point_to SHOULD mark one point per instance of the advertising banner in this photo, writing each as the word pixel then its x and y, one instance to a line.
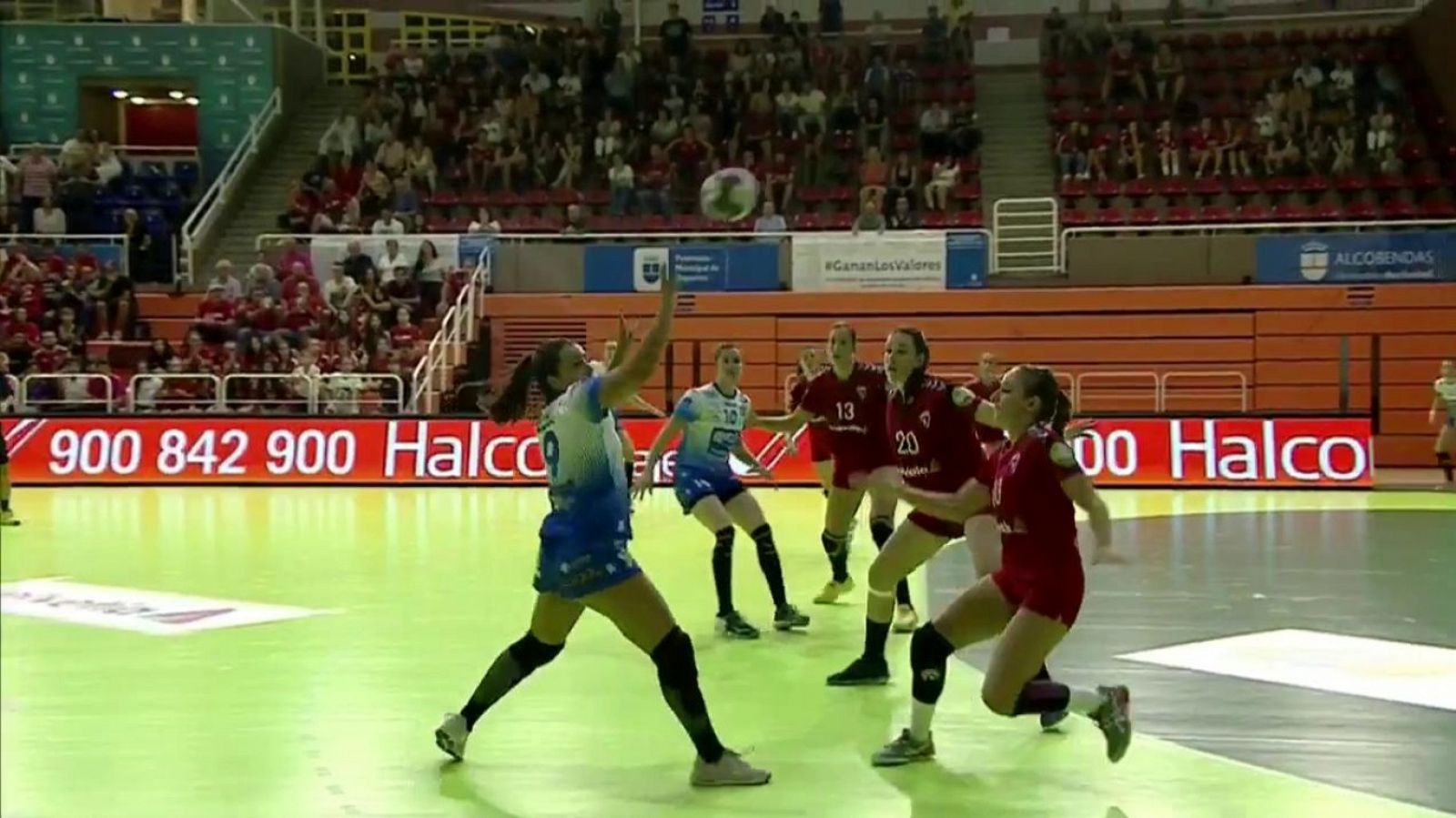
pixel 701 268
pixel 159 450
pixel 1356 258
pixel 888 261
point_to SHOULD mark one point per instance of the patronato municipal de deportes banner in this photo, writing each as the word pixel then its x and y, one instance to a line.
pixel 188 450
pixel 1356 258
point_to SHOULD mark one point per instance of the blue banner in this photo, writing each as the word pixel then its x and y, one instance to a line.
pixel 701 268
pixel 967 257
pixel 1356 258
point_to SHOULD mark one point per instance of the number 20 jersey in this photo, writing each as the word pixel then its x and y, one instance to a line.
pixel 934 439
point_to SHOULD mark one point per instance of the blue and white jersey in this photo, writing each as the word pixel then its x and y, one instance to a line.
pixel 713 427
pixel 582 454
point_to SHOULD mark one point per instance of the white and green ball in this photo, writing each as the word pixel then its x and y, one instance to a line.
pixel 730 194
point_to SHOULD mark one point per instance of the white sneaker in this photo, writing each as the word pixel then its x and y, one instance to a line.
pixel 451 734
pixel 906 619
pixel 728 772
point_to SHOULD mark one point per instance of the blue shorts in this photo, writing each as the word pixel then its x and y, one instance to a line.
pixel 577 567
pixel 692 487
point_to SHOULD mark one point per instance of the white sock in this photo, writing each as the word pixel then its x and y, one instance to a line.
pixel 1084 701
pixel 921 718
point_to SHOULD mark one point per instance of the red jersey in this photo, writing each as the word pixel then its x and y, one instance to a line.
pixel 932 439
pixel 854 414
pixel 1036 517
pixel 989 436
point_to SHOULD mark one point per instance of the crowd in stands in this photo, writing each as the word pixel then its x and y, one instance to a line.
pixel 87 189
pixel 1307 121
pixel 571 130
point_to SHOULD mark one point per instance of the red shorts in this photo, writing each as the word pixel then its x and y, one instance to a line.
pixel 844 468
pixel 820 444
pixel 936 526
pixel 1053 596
+ + + + +
YOUR TASK » Copy every row above verbatim, from the first to the last, and leave the picture out of your copy.

SOLUTION »
point_to SHOULD mark one point per instance of the advertising banner in this photo, writing each as the word pixel then its x and y, one instance to a line.
pixel 701 268
pixel 159 450
pixel 1356 258
pixel 888 261
point_to SHOULD mark one point per instance of the patronato municipal de deportes banner in this photo, writing each as the word pixel then its x and y, one instance to a line.
pixel 188 450
pixel 1356 258
point_to SHOULD mark one point per instance of the blue banner in this photo, writing each as the word pixel then its x and y, one instance to a line.
pixel 701 268
pixel 967 257
pixel 1356 258
point_to SHOULD mark one point per instance of the number 20 jersey in this photo, writing each as the word pixel then its x and y, one instance to a line.
pixel 934 439
point_to SHOULD mark one point per instance of the blue and white jersey in this photo, writing each as the word pixel then its x and y, one instance to a line.
pixel 713 427
pixel 582 454
point_to SHOULD mark one point per instance of the white and green ball in this photo, writing each as the word pixel then its x and y, one instance to a line.
pixel 730 194
point_to SHOULD mark one point per instance of the white sneaker in this photo, writing each as the word pixel then its x and y, one instance to a line.
pixel 451 734
pixel 906 619
pixel 728 772
point_to SHOULD mark one point per instance of the blue shorts in this photo, writing each as the word pixel then its x and y, one instance to a line.
pixel 577 567
pixel 692 487
point_to SHOULD mark one point per instance of the white sock in this photo, writing each as the word pixel then its x and y, one instance to a line.
pixel 1084 701
pixel 921 718
point_to SHOULD mark one point per instance of the red jersey in this photo, writing each as the word pixel then its x and y, one instance to a line.
pixel 932 439
pixel 854 414
pixel 1036 517
pixel 989 436
point_to SHOULD mark one point per instance of the crowd in stands in this photo, writing each as the word pixel then its x and y, one instance to a line.
pixel 87 189
pixel 1307 121
pixel 571 130
point_to SHOULD mark one point per instance of the red shorts in this photo, writing each as the word pixel then its x and y, one instance to a line.
pixel 844 468
pixel 820 444
pixel 936 526
pixel 1053 596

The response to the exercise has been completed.